Connecticut police still searching for suspects in killing of UConn football player

By AP
Monday, October 19, 2009

Police: Still no suspects in UConn player stabbing

STORRS, Conn. — Police interviewed dozens of witnesses on Monday as they hunted for the killer of a University of Connecticut football player who was stabbed during a fight outside a school-sanctioned dance over the weekend.

A police spokesman said there had been no arrests and there were no suspects, although around 300 people were in the area when a fire alarm sounded and students evacuated the building. Jasper Howard was killed — his coach identified the body at the hospital on Sunday morning — and another UConn student was treated for stab wounds and released.

“We’re pursuing active investigative leads,” UConn police Maj. Ronal Blicher said. “The investigation will continue into this week.”
--
▸ **Activities**
a. Rewrite the news report on the UConn football player's killing from "Connecticut police still" to "over the weekend.", replacing "UConn" with "the university".
b. In the news report on the UConn football player's killing, who identified Jasper Howard's body at the hospital?
c. Carry the news report on the UConn football player's killing forward from its last sentence.
--
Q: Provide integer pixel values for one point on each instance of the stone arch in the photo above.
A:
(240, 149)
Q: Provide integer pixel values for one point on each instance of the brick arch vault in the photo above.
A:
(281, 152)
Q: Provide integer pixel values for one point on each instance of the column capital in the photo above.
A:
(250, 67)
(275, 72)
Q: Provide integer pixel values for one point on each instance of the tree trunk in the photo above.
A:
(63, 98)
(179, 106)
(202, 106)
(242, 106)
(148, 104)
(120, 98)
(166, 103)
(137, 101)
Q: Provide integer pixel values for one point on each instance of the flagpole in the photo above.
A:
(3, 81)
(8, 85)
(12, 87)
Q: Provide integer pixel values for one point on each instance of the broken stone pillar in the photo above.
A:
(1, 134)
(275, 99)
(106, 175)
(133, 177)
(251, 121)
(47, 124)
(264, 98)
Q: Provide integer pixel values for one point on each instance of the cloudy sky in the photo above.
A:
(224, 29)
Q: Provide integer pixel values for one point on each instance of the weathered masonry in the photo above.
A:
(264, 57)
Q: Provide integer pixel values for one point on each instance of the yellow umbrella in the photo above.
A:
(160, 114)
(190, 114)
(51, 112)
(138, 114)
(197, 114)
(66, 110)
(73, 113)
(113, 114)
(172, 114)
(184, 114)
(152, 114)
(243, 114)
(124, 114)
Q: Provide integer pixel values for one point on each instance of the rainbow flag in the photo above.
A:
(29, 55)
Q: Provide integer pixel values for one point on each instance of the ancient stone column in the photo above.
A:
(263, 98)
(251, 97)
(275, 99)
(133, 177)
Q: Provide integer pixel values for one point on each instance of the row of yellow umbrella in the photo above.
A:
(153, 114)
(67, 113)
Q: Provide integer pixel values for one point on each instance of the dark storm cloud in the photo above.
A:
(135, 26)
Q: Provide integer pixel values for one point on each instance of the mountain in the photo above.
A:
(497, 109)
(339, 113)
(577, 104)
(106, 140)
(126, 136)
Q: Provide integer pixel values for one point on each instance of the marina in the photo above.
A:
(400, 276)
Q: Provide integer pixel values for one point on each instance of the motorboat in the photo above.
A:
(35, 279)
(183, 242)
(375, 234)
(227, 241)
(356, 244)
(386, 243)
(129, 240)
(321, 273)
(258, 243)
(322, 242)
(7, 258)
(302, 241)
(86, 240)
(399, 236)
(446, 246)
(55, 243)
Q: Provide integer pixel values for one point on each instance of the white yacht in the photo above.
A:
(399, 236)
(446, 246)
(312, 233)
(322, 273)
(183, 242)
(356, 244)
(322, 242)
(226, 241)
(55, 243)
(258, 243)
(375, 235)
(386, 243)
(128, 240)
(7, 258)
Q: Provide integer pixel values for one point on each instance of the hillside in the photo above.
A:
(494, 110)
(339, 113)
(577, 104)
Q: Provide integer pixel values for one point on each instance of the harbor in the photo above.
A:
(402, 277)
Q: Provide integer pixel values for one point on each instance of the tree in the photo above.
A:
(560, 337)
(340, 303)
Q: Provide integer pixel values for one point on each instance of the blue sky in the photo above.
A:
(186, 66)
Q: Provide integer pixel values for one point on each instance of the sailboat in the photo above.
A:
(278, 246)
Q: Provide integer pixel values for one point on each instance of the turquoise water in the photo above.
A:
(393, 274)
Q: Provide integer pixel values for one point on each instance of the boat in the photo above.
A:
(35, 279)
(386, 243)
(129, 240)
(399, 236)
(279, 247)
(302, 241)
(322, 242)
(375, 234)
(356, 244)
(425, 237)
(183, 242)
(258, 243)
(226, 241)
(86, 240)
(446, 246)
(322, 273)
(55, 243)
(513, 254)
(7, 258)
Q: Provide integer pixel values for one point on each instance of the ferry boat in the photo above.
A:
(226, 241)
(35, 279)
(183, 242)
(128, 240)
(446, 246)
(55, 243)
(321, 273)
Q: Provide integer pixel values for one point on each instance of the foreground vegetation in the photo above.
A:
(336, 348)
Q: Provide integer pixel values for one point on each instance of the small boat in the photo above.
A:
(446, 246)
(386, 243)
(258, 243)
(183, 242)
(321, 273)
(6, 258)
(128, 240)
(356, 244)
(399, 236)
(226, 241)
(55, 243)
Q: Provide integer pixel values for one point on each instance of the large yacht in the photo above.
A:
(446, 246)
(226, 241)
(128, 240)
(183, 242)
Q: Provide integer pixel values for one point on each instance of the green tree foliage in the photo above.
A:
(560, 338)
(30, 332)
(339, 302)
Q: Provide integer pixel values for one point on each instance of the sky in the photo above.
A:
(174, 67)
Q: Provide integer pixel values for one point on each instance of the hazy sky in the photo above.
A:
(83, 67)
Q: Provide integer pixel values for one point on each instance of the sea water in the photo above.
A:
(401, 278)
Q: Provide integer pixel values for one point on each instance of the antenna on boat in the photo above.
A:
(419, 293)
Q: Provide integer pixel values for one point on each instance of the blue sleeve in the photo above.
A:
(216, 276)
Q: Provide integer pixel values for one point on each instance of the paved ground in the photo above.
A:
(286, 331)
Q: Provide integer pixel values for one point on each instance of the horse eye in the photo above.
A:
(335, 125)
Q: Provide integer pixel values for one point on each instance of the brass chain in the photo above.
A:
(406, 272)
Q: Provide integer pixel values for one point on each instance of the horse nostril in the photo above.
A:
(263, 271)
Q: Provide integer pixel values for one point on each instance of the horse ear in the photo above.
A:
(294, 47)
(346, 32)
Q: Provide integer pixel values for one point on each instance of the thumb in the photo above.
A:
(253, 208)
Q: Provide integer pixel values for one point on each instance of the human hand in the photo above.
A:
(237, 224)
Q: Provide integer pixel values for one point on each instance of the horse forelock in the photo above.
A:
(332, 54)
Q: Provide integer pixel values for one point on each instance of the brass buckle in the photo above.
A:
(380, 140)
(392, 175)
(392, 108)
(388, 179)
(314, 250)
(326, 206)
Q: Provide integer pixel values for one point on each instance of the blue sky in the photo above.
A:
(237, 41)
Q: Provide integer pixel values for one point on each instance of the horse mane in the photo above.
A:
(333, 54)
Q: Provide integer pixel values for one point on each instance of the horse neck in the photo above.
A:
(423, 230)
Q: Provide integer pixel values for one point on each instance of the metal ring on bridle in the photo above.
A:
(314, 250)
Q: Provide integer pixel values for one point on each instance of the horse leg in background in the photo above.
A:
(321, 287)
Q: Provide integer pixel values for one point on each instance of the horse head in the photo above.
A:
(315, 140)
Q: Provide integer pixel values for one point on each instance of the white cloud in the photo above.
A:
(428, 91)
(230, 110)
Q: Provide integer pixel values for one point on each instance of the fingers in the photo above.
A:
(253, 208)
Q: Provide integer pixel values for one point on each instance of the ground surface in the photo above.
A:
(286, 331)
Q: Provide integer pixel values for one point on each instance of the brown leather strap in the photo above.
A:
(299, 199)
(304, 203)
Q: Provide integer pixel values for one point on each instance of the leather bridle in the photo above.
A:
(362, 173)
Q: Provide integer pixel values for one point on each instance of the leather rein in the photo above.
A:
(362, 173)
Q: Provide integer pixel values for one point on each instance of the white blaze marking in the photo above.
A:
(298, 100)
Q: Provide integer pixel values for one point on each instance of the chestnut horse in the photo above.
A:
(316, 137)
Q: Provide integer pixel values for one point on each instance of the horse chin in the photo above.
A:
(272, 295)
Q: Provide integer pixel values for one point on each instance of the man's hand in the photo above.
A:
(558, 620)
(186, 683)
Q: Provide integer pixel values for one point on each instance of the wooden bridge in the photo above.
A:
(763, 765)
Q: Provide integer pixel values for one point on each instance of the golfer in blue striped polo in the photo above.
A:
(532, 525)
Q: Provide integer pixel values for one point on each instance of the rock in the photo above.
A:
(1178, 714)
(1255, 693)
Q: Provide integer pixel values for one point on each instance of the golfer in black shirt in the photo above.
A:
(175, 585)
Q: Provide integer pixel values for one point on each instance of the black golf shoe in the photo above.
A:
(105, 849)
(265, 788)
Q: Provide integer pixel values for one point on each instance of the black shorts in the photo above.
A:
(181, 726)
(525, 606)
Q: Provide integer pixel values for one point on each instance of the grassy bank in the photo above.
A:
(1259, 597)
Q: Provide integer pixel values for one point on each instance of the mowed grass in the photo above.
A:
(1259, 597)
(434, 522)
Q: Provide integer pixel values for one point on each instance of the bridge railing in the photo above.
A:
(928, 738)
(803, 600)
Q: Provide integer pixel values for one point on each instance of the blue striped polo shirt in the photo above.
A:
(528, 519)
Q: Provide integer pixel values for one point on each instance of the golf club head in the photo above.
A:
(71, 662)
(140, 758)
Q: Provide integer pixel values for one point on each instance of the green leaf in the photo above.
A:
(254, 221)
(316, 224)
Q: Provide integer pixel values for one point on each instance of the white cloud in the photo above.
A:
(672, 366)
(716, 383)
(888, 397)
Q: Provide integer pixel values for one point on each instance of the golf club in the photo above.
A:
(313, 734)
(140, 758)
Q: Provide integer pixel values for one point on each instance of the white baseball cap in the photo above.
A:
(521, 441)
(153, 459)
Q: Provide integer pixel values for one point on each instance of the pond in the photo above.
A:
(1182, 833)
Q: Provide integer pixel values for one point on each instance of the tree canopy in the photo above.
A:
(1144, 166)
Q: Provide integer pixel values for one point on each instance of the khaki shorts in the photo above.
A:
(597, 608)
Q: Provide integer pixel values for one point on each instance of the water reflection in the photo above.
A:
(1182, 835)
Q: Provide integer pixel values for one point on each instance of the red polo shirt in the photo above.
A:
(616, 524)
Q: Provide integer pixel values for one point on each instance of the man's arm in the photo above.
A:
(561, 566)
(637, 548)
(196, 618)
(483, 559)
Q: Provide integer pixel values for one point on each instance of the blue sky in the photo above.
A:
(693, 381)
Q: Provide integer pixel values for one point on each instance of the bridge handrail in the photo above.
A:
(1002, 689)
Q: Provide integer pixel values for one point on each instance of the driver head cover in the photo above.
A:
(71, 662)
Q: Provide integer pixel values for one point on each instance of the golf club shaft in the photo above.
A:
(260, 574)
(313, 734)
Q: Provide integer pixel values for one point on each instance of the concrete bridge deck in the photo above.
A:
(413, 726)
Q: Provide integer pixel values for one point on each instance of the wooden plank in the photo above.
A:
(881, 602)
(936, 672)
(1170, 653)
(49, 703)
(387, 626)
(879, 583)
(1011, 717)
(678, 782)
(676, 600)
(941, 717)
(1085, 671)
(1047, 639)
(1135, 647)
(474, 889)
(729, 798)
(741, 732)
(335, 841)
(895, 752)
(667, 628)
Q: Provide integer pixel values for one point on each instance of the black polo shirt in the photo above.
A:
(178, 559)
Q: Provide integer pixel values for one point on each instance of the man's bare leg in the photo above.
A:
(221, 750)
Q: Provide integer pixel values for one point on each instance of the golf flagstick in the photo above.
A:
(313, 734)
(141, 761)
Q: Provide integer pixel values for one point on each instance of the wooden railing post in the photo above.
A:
--
▸ **Outputs by task**
a.
Connecticut police still searching for suspects in killing of the university football player

By AP
Monday, October 19, 2009

Police: Still no suspects in the university player stabbing

STORRS, Conn. — Police interviewed dozens of witnesses on Monday as they hunted for the killer of a University of Connecticut football player who was stabbed during a fight outside a school-sanctioned dance over the weekend.

b. His coach identified the body.

c.
Howard, 20, of Miami, was stabbed to death early Sunday morning. Investigators have not released the name of the second male UConn student who was stabbed, but say he was treated and released from a local hospital.

Blicher said Howard was wounded during a fight between two groups that included students and non-students. The altercation broke out just after a fire alarm went off in a student center, forcing around 300 people to evacuate from the party and dance sponsored by the school’s West Indian Awareness Organization.

Authorities wouldn’t say if any other athletes were involved.

Blicher said it was the first homicide at the university in the more than 30 years he has been associated with the school.

The violence came less than 12 hours after UConn’s 38-25 homecoming victory over Louisville.

Huskies coach Randy Edsall identified Howard’s body at St. Francis Hospital and Medical Center in Hartford Sunday morning.

Edsall said later Sunday that he and the team were heartbroken and devastated over the loss of Howard, a junior and the team’s starting cornerback who came to the school to get away from the violence on the streets of his hometown. He was the first person in his family to go to college.

Police were trying to determine if the alarm and the fight were related. The university community was sent messages warning them to be cautious, but Blicher said officials don’t believe anyone else is in danger and that the stabbing did not appear premeditated.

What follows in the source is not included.